**YOUR OBJECTIVE**
Report every line of the data below that contains the word "pink", copying each such line in full.
== == ==
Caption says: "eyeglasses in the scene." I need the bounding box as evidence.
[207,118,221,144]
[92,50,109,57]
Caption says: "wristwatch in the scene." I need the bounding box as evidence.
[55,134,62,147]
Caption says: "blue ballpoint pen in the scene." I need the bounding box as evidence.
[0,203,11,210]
== == ==
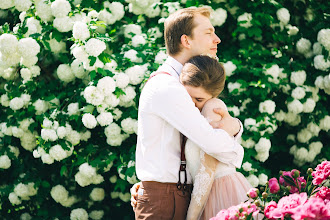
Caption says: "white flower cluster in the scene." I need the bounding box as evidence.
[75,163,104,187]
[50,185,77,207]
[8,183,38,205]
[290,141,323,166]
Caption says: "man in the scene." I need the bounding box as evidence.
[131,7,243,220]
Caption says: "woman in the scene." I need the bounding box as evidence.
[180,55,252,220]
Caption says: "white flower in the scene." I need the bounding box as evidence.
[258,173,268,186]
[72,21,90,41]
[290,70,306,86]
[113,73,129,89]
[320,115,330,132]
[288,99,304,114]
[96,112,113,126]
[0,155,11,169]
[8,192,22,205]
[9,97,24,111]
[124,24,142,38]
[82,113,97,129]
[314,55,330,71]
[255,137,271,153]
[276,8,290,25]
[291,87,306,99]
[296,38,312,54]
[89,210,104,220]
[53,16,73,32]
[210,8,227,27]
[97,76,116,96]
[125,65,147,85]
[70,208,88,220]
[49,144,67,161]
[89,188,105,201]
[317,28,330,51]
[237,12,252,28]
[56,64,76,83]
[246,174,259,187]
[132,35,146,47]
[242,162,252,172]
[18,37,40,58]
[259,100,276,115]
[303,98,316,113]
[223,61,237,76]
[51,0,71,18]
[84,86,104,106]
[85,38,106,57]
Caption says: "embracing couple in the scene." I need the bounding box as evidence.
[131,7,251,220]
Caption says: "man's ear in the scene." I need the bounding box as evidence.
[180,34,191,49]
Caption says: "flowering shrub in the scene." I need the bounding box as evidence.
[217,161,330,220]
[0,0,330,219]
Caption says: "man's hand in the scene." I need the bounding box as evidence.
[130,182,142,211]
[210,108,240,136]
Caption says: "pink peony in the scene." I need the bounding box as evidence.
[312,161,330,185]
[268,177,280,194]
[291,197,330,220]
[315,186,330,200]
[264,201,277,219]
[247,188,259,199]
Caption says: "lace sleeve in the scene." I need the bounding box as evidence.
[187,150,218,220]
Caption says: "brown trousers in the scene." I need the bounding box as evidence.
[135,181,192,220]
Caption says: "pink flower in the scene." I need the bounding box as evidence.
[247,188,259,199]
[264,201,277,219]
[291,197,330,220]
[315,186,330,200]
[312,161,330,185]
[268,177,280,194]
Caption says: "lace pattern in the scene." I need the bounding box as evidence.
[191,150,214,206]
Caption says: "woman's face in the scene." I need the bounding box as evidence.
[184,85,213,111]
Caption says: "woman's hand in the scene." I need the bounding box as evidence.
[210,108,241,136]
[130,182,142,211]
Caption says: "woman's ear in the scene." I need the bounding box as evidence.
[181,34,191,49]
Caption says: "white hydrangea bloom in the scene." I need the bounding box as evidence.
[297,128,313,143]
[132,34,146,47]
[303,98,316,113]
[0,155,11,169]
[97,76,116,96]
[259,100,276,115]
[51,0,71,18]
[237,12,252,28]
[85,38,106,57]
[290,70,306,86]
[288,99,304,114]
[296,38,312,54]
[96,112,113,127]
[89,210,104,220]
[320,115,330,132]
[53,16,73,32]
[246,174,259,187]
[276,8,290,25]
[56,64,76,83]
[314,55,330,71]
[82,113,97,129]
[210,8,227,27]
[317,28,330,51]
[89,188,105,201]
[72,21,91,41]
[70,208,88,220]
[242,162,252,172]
== == ==
**FULL OUTPUT**
Caption says: "pink peony in the scene." I need the bounding box as evidence.
Caption says: "pink flower in the scene." I need the bounding box as evidence.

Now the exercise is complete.